• Task goal
Repeat the following entries exactly, excluding pictures.

═══ Extracted data

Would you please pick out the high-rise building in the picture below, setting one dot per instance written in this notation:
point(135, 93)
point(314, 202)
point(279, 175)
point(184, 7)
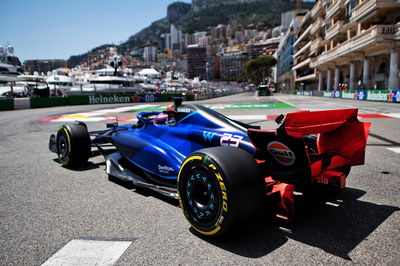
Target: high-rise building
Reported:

══════

• Answer for the task
Would you please pick out the high-rise building in the picture below, setting one dot per instance written in this notation:
point(135, 93)
point(314, 202)
point(279, 175)
point(184, 7)
Target: high-rise building
Reported:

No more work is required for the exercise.